Data: Begin

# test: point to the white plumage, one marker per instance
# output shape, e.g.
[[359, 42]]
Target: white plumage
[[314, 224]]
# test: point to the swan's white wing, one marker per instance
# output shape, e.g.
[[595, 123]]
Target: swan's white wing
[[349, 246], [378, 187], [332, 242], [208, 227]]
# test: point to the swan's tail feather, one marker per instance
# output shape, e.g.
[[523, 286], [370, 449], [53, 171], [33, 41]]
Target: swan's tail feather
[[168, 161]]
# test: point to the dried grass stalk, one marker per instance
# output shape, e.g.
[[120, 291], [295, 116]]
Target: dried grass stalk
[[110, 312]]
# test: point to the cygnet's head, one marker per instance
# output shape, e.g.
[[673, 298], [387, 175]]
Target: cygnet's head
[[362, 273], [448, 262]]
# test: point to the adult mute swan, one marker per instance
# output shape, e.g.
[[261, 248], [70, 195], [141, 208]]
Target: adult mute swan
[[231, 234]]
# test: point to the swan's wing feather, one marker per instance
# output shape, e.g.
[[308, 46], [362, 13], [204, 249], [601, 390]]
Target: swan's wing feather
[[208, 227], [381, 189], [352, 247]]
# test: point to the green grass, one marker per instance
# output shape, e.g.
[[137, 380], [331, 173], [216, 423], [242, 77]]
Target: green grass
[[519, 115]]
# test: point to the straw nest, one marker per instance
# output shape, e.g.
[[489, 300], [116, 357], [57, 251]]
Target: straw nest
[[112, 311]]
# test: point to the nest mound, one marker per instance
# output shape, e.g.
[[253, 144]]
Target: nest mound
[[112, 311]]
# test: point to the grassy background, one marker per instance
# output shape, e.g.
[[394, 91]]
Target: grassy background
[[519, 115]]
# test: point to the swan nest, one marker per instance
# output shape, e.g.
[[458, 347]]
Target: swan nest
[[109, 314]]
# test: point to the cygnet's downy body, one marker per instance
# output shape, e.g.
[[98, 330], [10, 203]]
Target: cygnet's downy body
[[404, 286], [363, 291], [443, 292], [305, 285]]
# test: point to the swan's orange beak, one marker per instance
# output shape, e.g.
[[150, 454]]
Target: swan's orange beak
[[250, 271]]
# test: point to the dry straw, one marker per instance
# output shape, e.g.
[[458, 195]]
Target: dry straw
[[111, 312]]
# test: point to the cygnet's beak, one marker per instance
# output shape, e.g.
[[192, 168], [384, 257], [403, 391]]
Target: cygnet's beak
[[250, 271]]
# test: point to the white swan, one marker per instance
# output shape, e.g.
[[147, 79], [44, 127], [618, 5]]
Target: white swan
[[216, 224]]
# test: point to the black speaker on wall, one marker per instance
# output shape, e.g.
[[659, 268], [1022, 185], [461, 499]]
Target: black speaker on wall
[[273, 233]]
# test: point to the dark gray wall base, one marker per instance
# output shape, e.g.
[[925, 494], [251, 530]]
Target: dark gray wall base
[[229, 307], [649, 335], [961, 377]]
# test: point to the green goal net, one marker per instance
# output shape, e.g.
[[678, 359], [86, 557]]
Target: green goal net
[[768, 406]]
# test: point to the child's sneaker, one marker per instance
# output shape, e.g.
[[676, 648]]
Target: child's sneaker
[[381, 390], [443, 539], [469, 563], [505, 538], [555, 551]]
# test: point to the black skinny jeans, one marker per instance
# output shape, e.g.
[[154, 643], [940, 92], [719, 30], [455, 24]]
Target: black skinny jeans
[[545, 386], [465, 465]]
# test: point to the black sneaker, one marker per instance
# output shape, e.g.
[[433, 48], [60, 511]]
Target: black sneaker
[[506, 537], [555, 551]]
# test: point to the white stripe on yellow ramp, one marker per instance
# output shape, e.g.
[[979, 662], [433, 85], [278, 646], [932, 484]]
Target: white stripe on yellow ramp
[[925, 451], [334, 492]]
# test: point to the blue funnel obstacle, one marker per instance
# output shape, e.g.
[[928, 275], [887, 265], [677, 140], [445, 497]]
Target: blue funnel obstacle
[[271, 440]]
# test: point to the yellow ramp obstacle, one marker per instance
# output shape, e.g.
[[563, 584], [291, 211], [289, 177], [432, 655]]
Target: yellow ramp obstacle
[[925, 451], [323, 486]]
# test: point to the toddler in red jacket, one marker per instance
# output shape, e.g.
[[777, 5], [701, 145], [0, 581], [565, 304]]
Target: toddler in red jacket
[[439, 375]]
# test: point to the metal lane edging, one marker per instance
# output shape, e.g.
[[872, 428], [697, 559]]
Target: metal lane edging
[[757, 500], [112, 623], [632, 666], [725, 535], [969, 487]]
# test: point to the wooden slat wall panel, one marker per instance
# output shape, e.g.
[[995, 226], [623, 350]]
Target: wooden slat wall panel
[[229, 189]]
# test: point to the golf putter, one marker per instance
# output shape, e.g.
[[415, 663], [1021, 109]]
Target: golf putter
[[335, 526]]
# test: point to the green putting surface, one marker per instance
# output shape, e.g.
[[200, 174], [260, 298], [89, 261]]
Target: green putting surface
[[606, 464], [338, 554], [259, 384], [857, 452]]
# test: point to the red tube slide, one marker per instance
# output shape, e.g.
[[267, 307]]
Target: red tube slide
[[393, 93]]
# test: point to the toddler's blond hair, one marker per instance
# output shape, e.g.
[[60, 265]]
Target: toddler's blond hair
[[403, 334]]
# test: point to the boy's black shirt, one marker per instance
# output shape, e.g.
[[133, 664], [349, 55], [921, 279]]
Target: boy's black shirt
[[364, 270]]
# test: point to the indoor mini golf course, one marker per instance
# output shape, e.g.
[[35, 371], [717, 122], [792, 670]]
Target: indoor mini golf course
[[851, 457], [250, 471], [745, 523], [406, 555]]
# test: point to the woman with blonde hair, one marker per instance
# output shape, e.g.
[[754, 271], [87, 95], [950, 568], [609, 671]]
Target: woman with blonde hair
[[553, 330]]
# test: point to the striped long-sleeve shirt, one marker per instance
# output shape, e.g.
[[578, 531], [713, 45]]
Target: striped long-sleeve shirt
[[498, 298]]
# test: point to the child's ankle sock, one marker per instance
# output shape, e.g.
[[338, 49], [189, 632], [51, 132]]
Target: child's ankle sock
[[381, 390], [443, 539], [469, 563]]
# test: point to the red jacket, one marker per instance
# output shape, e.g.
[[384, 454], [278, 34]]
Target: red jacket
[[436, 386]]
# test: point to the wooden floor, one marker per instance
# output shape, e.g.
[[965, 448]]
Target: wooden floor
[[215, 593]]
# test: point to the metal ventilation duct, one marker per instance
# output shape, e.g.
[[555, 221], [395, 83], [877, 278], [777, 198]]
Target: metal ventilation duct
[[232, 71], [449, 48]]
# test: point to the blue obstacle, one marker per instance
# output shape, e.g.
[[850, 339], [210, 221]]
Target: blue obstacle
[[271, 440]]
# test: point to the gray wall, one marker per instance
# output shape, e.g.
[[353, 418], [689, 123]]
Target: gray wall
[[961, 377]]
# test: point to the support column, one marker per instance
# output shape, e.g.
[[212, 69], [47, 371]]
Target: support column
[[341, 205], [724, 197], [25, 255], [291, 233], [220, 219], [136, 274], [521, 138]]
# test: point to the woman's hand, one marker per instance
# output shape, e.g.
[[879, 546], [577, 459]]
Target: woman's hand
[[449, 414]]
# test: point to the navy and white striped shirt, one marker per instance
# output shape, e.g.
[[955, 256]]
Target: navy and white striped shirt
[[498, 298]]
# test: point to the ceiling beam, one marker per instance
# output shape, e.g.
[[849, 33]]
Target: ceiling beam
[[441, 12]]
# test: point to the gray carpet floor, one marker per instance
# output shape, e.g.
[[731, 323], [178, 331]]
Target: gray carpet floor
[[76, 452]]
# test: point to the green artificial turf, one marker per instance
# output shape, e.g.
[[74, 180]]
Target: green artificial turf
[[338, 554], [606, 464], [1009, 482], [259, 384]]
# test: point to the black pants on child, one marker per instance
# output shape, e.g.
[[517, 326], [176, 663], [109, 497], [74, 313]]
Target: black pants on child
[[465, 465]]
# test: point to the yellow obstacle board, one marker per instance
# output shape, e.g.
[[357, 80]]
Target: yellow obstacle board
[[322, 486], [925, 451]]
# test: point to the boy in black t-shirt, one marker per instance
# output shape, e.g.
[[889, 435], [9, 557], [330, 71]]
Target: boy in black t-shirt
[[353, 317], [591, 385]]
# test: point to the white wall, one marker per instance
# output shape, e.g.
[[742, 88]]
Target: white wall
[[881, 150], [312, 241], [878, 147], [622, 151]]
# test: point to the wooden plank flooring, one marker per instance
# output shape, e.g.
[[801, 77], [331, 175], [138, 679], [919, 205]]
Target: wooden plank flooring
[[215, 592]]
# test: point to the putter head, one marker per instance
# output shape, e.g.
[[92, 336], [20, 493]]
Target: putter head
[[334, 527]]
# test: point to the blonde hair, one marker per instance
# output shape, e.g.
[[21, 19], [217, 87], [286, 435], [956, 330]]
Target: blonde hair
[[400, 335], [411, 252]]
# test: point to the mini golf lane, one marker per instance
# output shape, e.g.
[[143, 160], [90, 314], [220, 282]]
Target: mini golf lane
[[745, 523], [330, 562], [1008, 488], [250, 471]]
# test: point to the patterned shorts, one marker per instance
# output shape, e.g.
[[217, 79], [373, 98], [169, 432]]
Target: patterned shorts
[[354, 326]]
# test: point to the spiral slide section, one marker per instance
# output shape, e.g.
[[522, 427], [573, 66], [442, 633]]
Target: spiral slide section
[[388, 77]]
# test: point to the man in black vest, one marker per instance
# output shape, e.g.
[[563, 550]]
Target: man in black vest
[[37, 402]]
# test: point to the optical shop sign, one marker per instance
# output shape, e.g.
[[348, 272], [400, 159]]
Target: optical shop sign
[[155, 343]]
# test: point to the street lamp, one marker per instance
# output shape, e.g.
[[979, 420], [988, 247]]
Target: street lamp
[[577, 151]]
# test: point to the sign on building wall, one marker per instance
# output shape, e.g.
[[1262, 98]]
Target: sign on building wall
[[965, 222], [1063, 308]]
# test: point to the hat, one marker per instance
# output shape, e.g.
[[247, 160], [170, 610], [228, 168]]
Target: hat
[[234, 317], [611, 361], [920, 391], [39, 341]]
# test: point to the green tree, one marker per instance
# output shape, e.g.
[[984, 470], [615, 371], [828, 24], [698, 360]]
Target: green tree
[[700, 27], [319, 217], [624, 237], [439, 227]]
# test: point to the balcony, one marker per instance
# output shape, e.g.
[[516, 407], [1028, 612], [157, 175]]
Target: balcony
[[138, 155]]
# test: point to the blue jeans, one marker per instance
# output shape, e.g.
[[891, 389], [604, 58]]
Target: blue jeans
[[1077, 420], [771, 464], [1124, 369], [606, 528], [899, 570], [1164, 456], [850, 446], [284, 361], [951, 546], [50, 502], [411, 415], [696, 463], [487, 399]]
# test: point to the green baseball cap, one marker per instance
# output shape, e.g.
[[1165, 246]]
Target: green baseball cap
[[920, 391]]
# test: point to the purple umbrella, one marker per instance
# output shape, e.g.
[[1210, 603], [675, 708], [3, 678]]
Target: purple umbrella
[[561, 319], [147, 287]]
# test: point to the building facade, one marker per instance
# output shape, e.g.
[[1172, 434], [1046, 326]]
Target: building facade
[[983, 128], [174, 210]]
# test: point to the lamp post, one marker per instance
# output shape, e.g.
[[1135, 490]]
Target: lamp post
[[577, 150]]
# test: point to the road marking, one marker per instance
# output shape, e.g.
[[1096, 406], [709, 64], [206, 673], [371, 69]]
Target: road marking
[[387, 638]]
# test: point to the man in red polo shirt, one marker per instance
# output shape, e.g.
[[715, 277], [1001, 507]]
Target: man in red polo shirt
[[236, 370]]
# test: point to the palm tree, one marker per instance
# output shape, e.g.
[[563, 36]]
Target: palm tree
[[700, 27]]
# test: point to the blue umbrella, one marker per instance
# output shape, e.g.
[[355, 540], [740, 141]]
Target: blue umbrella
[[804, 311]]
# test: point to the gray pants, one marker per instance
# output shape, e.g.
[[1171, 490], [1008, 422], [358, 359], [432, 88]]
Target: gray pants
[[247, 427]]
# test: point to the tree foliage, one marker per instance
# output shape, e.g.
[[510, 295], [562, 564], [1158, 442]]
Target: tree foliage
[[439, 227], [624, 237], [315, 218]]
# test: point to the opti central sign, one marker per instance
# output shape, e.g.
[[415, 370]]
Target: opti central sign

Data: End

- Exercise aim -
Return, exactly as they stand, the lines from the start of the records above through the line with "[[595, 123]]", both ends included, and no other lines.

- Answer to this task -
# test: point to the white plumage, one marker per instance
# output shape, e.g.
[[359, 42]]
Target: white plumage
[[314, 224]]
# test: point to the swan's white wing, one marker per instance
# output shape, e.g.
[[595, 123]]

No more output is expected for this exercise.